• [Activity]
Answer these questions using the finger millet cost passage below:
1. From what amount to what amount per hectare did seed expenditure rise?
2. By what percentage did total cost increase between 2001 and 2020?
3. What coefficient value does the Cobb Douglas production function give for fertilizer (X₂)?

Start of Quoted passage

The input cost share analysis reveals that, there is an increase in the use of certified seed which is indicated by a significant increase in seed expenditure from ₹138.9/ha to ₹971.28/ha, and increasing its share in total input cost from 5.66 percent to 10.48 percent.  Although its share declined from 77.73 to 68.96 percent, fertilizer remained an important component, suggesting considerable diversification in input spending. A similar trend of declining in the share in total input cost was reported for irrigation also, although its expenses increased from ₹163.53/ha to ₹483.79/ha.

The share of interest on working capital increased from 9.93 to 15.34 percent, which indicates a rising cost of credit and reliance on borrowed resources for finger production. Miscellaneous costs remained negligible. Overall, the total cost increased by 277.90 percent between 2001 and 2020. This pattern highlights the intensification and growing cost pressure in finger millet production, with more substantial reliance on improved seeds and credit, the continued dominance of fertilisers, and a modest rise in irrigation expenses.

While analysing the fixed cost component, there is an increase in the percentage share of land rental values in the total fixed cost from 66.95 to 94.93 percent, indicating the increased dominance of land-related expenditure. The fact that the rent for leased property was nil, while factors such as land revenue and taxes only increased slightly, suggests that cultivation was mainly carried out on owned land. Despite a slight nominal increase, the percentage share of interest on fixed capital in fixed input component decreased from 24.25 to 4.42 percent. In comparison, depreciation on farm assets decreased by 29.27 percent, showing limited renewal or replacement of farm equipment. The overall fixed cost increased by 471.60 percent, indicating a cost structure primarily driven by rising land values rather than capital or asset-related investments. This was contradicted by Mandal, Mishra and Rout,³⁵ who reported that interest on working capital has the highest share, followed by depreciation, land revenue, and taxes.

Cobb Douglus Production function reveals that seed (X₁) has a positive and significant impact on finger millet production, with a coefficient value of 0.31 percent, indicating that a one percent rise in seed results in a 0.32 percent rise in output. In finger millet, where plant population and crop stand are susceptible to seed-related practices, this emphasises the significance of seed quality and optimal seed rate. As Ren, Chen, Liu et al.³⁷ suggested that improved seed breeds that are tolerant or resistant to dry conditions increase the yield of finger millet. In the case of fertilizer (X₂), it has a positive and significant impact with a coefficient value of 0.24. This suggests that grain filling, panicle initiation, and tillering are all enhanced by balanced fertilizer treatment, resulting in a positive impact on productivity.

End of Quoted passage
Start of Extracted entries

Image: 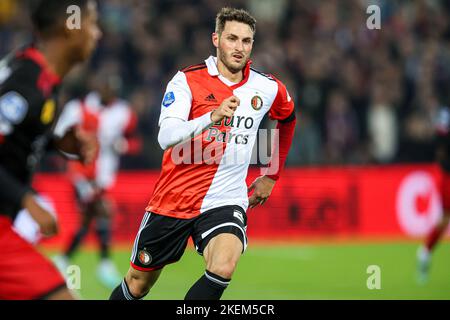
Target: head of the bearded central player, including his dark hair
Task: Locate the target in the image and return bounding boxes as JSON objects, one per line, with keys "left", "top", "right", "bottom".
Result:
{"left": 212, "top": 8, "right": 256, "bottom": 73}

End of Extracted entries
Start of Extracted entries

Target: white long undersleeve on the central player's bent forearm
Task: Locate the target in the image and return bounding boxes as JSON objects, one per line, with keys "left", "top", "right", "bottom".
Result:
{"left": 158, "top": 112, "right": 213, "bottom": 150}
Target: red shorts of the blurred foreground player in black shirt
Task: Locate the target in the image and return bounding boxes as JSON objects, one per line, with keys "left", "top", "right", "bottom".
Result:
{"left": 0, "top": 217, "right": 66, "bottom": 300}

End of Extracted entries
Start of Extracted entries

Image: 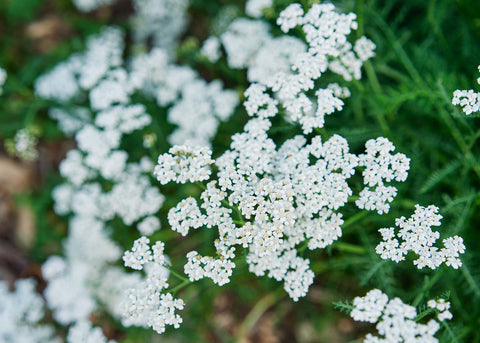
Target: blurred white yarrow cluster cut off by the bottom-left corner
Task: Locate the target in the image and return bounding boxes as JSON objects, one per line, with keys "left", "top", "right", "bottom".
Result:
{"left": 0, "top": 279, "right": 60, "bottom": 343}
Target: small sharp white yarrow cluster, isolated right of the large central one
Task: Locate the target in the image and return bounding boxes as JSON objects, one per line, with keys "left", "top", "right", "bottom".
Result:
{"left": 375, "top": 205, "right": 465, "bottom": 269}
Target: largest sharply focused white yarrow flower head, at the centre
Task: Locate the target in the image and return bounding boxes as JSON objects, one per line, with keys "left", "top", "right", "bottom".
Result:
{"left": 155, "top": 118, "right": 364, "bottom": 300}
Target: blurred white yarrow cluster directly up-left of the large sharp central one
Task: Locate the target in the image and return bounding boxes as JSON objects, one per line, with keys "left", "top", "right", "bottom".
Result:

End of Extracted entries

• [Task response]
1. From ₹138.9/ha to ₹971.28/ha.
2. 277.90 percent.
3. 0.24.